▸ **DOCUMENT EXCERPT**
++++++++++++++++++++

UC San Francisco scientists ushered in the era of type 1 diabetes prevention, nearly 40 years ago. Now, they're working to solve the biggest challenges standing between patients and functional cures for the disease.
An estimated 2.1 million Americans live with type 1 diabetes, which is chronic and requires constant monitoring through pricked fingers and blood tests or continuous electronic monitoring - and comes with a higher burden of complications, like heart disease, stroke, and blindness.
Professor Mark Anderson , MD, PhD, is the director of the UCSF Diabetes Center. He is also the A.W. and Mary Margaret Clausen Distinguished Professor in Metabolism and Endocrinology, and the Robert B. Friend and Michelle M. Friend Endowed Chair in Diabetes Research. This year, the center marks a quarter century of science aimed at saving lives and revolutionizing what the world thought possible in diabetes prevention and care. Anderson tells us what the future may hold, including a functional cure.

++++++++++++++++++++

▸ **INFORMATION SHOWN**
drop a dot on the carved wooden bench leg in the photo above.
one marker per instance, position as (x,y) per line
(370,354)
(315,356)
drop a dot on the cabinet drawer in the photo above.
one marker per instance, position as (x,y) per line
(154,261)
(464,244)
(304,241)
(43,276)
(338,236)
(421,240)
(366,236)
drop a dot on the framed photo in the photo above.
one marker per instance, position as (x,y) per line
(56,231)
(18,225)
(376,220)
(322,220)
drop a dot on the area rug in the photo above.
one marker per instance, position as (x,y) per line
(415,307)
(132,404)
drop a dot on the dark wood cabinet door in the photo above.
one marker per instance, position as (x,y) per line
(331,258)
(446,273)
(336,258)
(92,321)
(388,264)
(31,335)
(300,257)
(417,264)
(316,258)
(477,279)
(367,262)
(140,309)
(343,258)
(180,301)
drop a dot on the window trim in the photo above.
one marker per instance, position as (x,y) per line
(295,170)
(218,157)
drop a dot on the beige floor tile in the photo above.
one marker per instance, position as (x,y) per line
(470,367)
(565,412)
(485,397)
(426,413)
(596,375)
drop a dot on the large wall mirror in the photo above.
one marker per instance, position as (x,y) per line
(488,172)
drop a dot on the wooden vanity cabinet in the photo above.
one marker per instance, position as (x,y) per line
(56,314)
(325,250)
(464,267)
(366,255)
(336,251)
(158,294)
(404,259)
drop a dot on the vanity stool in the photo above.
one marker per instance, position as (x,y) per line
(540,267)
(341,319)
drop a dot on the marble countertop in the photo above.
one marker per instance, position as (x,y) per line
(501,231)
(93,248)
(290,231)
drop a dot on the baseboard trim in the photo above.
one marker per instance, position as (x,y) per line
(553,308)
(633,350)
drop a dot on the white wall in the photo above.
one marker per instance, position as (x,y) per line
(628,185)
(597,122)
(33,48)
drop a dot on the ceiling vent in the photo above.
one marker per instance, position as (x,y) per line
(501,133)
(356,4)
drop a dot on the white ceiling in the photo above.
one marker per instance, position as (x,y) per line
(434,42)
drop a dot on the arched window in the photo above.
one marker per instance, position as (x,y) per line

++++++++++++++++++++

▸ **PROBLEM TO SOLVE**
Reproduce the portion of the UCSF diabetes text starting with "Professor Mark Anderson" and going on through "a functional cure.".

▸ **ANSWER TO THE EXERCISE**
Professor Mark Anderson , MD, PhD, is the director of the UCSF Diabetes Center. He is also the A.W. and Mary Margaret Clausen Distinguished Professor in Metabolism and Endocrinology, and the Robert B. Friend and Michelle M. Friend Endowed Chair in Diabetes Research. This year, the center marks a quarter century of science aimed at saving lives and revolutionizing what the world thought possible in diabetes prevention and care. Anderson tells us what the future may hold, including a functional cure.